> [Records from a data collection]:
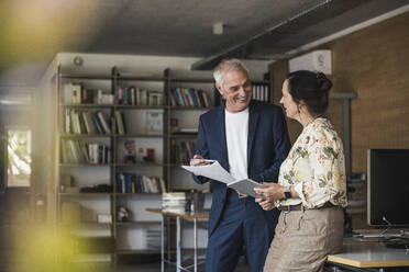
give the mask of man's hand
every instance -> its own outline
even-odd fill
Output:
[[[192,159],[190,159],[191,167],[200,167],[200,166],[208,166],[210,165],[209,161],[206,161],[203,157],[200,155],[195,155]]]
[[[255,202],[258,203],[258,205],[261,205],[264,211],[270,211],[275,207],[273,201],[268,201],[268,200],[265,201],[264,199],[255,199]]]

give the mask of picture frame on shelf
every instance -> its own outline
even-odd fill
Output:
[[[159,135],[164,132],[164,114],[159,111],[148,111],[145,115],[147,135]]]

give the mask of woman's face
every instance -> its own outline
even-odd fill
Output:
[[[296,118],[299,115],[297,103],[292,100],[291,94],[288,91],[288,79],[283,83],[283,98],[279,103],[283,104],[286,115],[289,118]]]

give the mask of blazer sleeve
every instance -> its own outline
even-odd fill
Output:
[[[198,131],[198,139],[196,143],[196,155],[200,155],[204,159],[209,159],[209,149],[208,149],[208,144],[207,144],[207,137],[206,137],[206,128],[203,124],[203,118],[200,116],[199,118],[199,131]],[[194,180],[196,183],[203,184],[206,182],[209,182],[210,179],[201,177],[201,175],[196,175],[192,174]]]
[[[288,152],[291,148],[291,144],[288,137],[287,122],[284,117],[283,111],[277,111],[274,115],[273,121],[273,163],[270,167],[264,169],[256,175],[257,181],[263,182],[277,182],[279,168],[283,161],[287,158]]]

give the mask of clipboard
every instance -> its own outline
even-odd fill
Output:
[[[254,188],[263,188],[263,185],[259,184],[258,182],[255,182],[252,179],[236,180],[236,181],[230,182],[228,184],[228,188],[234,189],[254,199],[267,200],[265,196],[258,195],[254,192]]]

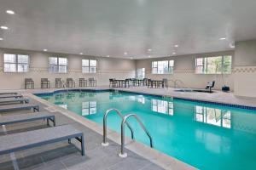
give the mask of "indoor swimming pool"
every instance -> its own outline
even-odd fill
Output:
[[[200,169],[256,167],[255,110],[106,90],[37,95],[100,125],[109,108],[135,113],[149,131],[154,149]],[[108,115],[108,128],[119,133],[120,122],[116,114]],[[149,145],[138,123],[133,118],[128,122],[135,139]],[[128,130],[125,134],[131,136]]]

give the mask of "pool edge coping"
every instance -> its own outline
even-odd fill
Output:
[[[40,103],[47,105],[48,108],[45,108],[46,110],[50,109],[51,111],[53,111],[53,110],[58,111],[58,112],[63,114],[64,116],[76,121],[77,122],[89,128],[90,129],[93,130],[94,132],[96,132],[101,135],[103,135],[102,127],[98,125],[96,122],[90,121],[89,119],[86,119],[85,117],[81,116],[73,111],[70,111],[68,110],[66,110],[64,108],[57,106],[54,104],[51,104],[51,103],[41,99],[40,97],[36,96],[33,94],[27,94],[26,95],[28,97],[37,100],[38,102],[40,102]],[[114,131],[108,128],[107,136],[108,136],[108,139],[120,144],[121,135],[119,133],[118,133],[117,132],[114,132]],[[171,156],[164,154],[163,152],[160,152],[160,150],[152,149],[149,146],[147,146],[146,144],[137,142],[135,140],[131,140],[128,137],[125,137],[125,141],[126,141],[125,142],[126,149],[128,149],[131,151],[139,155],[140,156],[150,161],[151,162],[158,165],[159,167],[160,167],[164,169],[166,169],[166,170],[169,170],[169,169],[185,169],[185,170],[197,169],[196,167],[193,167],[192,165],[189,165],[189,164],[183,162],[175,157],[172,157]]]

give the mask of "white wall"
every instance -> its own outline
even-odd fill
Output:
[[[219,56],[219,55],[232,55],[234,58],[234,51],[218,52],[210,54],[199,54],[190,55],[181,55],[175,57],[166,57],[157,59],[147,59],[138,60],[137,61],[137,68],[146,69],[146,77],[153,79],[168,78],[172,80],[181,80],[183,83],[179,83],[178,86],[182,88],[203,88],[206,87],[208,82],[216,81],[216,86],[214,89],[221,89],[224,83],[230,87],[230,89],[234,89],[234,77],[233,74],[224,75],[224,79],[221,75],[205,75],[195,73],[195,62],[196,57],[204,56]],[[174,73],[166,75],[156,75],[151,74],[151,63],[153,60],[174,60]],[[169,82],[170,86],[174,86],[172,82]]]
[[[26,73],[5,73],[3,72],[3,54],[29,54],[30,69]],[[48,71],[48,61],[49,56],[61,56],[68,59],[68,71],[66,74],[49,73]],[[82,59],[97,60],[97,73],[83,74]],[[35,81],[35,88],[40,88],[40,79],[49,78],[51,87],[55,87],[55,78],[73,78],[76,82],[84,77],[95,77],[98,85],[108,85],[109,78],[135,77],[136,63],[132,60],[119,60],[103,57],[90,57],[65,54],[43,53],[36,51],[4,49],[0,48],[0,89],[20,89],[24,88],[24,79],[32,78]]]
[[[235,55],[235,94],[256,98],[256,40],[237,42]]]

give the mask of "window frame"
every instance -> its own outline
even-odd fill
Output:
[[[88,65],[83,65],[83,60],[88,60]],[[91,65],[91,61],[96,61],[96,66]],[[97,67],[98,67],[98,60],[96,59],[82,59],[82,73],[83,74],[96,74],[97,73]],[[88,69],[88,71],[85,71]],[[91,71],[92,68],[95,68],[95,71]]]
[[[50,64],[49,60],[50,60],[50,58],[56,58],[57,59],[57,64]],[[66,59],[67,60],[67,65],[61,65],[60,64],[60,59]],[[55,73],[55,74],[67,74],[68,72],[68,60],[67,57],[49,57],[49,64],[48,64],[48,69],[49,69],[49,72],[50,73]],[[50,69],[50,66],[56,66],[56,71],[51,71]],[[65,72],[61,72],[60,71],[60,68],[61,66],[66,66],[66,71]]]
[[[209,58],[218,58],[218,57],[221,57],[221,71],[218,72],[215,71],[214,73],[209,73],[208,72],[208,59]],[[224,57],[230,57],[230,65],[224,65]],[[232,65],[233,65],[233,60],[232,60],[233,56],[232,55],[216,55],[216,56],[207,56],[207,57],[196,57],[195,60],[195,74],[199,74],[199,75],[221,75],[221,74],[225,74],[225,75],[230,75],[232,74]],[[202,59],[202,65],[197,65],[197,60],[198,59]],[[230,66],[230,71],[226,72],[224,71],[224,66]],[[198,67],[202,67],[202,72],[198,72],[197,71],[197,68]]]
[[[164,62],[164,61],[167,61],[167,66],[168,66],[168,71],[167,72],[163,72],[163,73],[160,73],[159,72],[159,62]],[[154,66],[154,64],[156,63],[156,66]],[[173,63],[173,65],[171,65],[171,63]],[[156,72],[154,72],[154,71],[156,70]],[[164,68],[165,70],[165,68]],[[173,74],[174,72],[174,60],[154,60],[151,62],[151,73],[152,74],[155,74],[155,75],[165,75],[165,74]]]
[[[15,56],[15,62],[6,62],[4,60],[5,55],[14,55]],[[19,56],[26,56],[27,57],[27,63],[22,63],[19,62]],[[29,71],[30,68],[30,56],[28,54],[3,54],[3,72],[4,73],[25,73]],[[5,65],[15,65],[15,70],[14,71],[5,71]],[[19,71],[19,65],[26,65],[27,69],[26,71]]]

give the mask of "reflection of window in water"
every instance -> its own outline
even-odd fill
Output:
[[[145,98],[143,97],[143,96],[138,96],[138,97],[137,97],[137,101],[138,101],[139,103],[145,104]]]
[[[227,128],[231,128],[231,113],[230,110],[196,105],[195,111],[195,119],[197,122]]]
[[[151,108],[153,111],[159,113],[173,115],[173,103],[160,99],[152,99]]]
[[[82,103],[82,116],[92,115],[96,113],[96,101],[85,101]]]
[[[60,105],[57,105],[60,106],[60,107],[62,107],[64,109],[67,109],[67,105],[66,105],[66,104],[60,104]]]

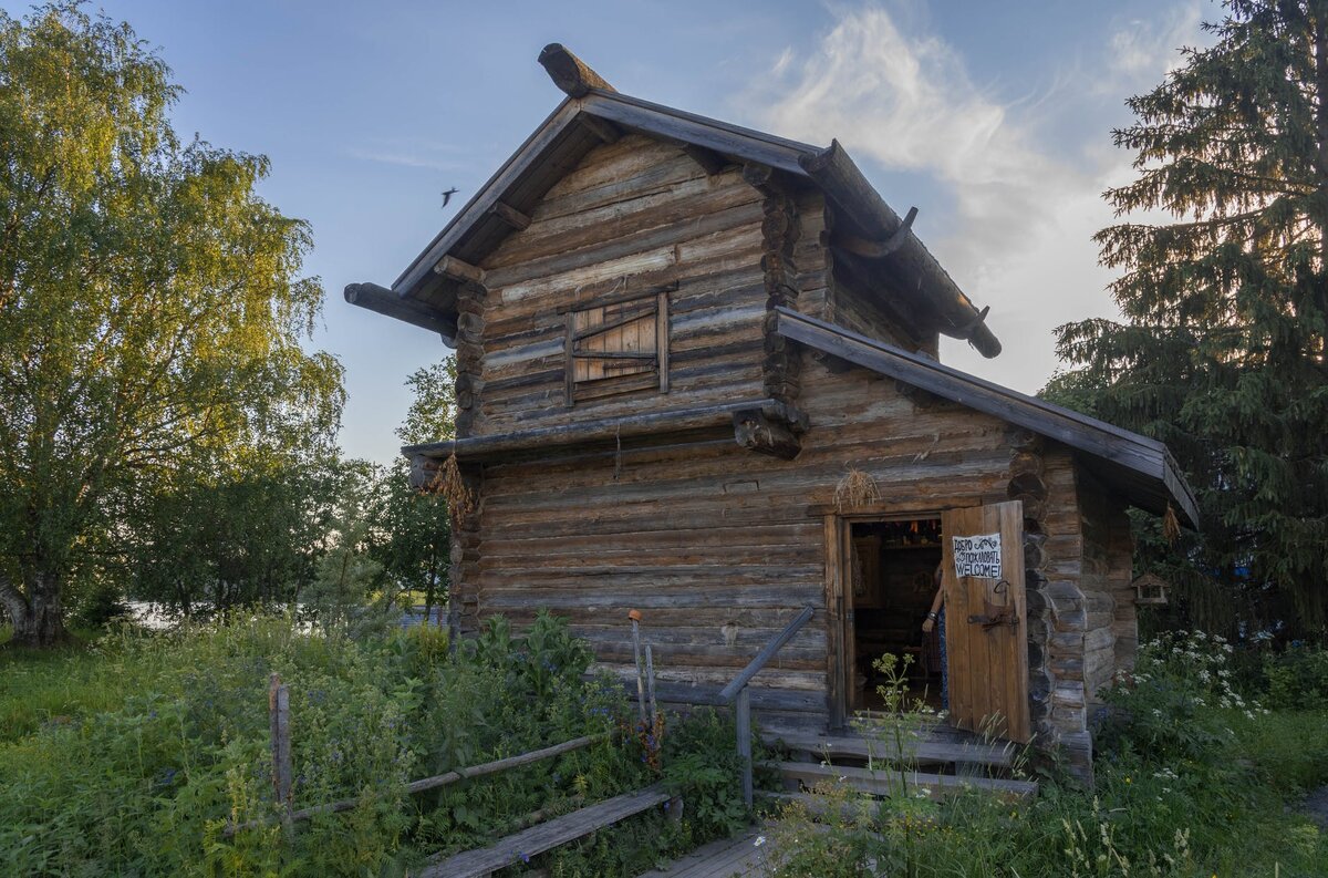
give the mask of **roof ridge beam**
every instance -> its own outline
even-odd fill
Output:
[[[550,43],[539,53],[539,64],[559,89],[571,97],[586,97],[591,89],[616,92],[588,64],[572,54],[562,43]]]

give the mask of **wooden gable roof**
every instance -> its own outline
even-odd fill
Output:
[[[786,339],[1062,442],[1130,503],[1157,514],[1174,503],[1190,526],[1198,526],[1194,493],[1175,458],[1157,440],[789,308],[777,308],[776,321],[776,332]]]
[[[859,274],[880,279],[878,295],[896,295],[886,292],[895,290],[910,299],[904,303],[910,312],[938,331],[967,339],[984,356],[1000,353],[1000,341],[984,323],[987,309],[973,307],[912,232],[916,211],[900,219],[838,141],[821,149],[620,94],[558,44],[546,46],[540,64],[567,98],[390,288],[349,284],[348,302],[438,332],[454,344],[457,291],[483,283],[483,271],[475,266],[529,223],[539,199],[586,154],[623,132],[635,132],[679,143],[703,163],[768,169],[793,187],[819,189],[843,219],[830,246],[841,248],[846,262],[859,263]]]

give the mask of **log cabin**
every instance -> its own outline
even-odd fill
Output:
[[[773,137],[618,93],[558,44],[548,118],[390,288],[345,298],[456,351],[450,618],[570,618],[660,696],[705,703],[805,607],[754,680],[770,735],[871,707],[914,656],[940,566],[950,716],[1062,748],[1137,646],[1126,509],[1194,525],[1147,437],[939,363],[1000,341],[837,141]],[[934,695],[932,695],[934,697]]]

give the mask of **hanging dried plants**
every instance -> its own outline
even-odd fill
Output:
[[[438,468],[438,474],[429,482],[429,490],[442,494],[442,498],[448,501],[453,521],[459,521],[475,511],[475,493],[466,487],[456,454],[448,457]]]
[[[834,489],[834,506],[841,513],[845,509],[866,506],[879,499],[880,491],[876,490],[876,480],[854,466],[849,468]]]

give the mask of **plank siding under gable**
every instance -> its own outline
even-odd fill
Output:
[[[590,150],[481,263],[483,391],[470,436],[726,402],[761,393],[762,195],[738,169],[706,174],[683,147],[627,134]],[[822,199],[806,195],[798,260],[806,307],[823,300]],[[668,393],[566,405],[567,312],[635,284],[668,292]]]

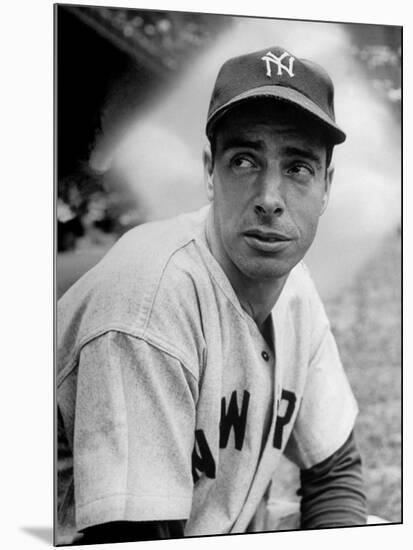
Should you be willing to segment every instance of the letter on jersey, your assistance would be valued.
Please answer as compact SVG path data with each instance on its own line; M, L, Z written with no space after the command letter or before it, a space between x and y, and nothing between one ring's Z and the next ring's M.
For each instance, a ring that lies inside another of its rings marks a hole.
M277 415L273 440L273 447L275 447L276 449L281 449L282 447L283 430L293 416L297 398L295 396L295 393L288 390L283 390L281 392L280 403L282 403L282 401L287 401L287 406L283 416Z
M245 427L247 425L247 413L250 394L245 390L242 398L241 412L238 409L237 392L233 391L228 405L225 397L221 400L221 422L219 424L219 446L225 449L228 445L231 428L234 429L235 448L237 451L242 449L245 436Z

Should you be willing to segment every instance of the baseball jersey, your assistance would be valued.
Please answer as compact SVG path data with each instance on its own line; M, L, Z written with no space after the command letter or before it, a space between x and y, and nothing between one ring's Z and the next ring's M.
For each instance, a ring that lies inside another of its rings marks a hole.
M303 263L270 346L205 238L209 207L124 235L58 304L58 532L246 531L282 453L309 468L357 406Z

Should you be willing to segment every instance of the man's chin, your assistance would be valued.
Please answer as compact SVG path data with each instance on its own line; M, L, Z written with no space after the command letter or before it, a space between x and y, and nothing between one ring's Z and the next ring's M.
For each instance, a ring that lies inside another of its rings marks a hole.
M285 279L294 267L294 263L265 260L248 262L243 266L243 273L257 282L271 282Z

> [PROBLEM TO WORK ON]:
Exactly as written, give again every line from the one containing "Should you be willing to segment every instance of the man's" through the last line of the material above, and no other lines.

> [SOLUTION TO THIS PROBLEM]:
Should you be willing to segment every instance of the man's chin, your assistance would be valued.
Please answer as compact SVG path data with each instance on its own line; M, L, Z written with no space after the command letter or before it, a space between x and y, and nothing between one ring's Z and the next ring's M.
For each instance, a ring that lies inside another of its rings marks a hole.
M285 279L294 267L294 263L265 260L248 262L243 266L243 273L257 282L271 282Z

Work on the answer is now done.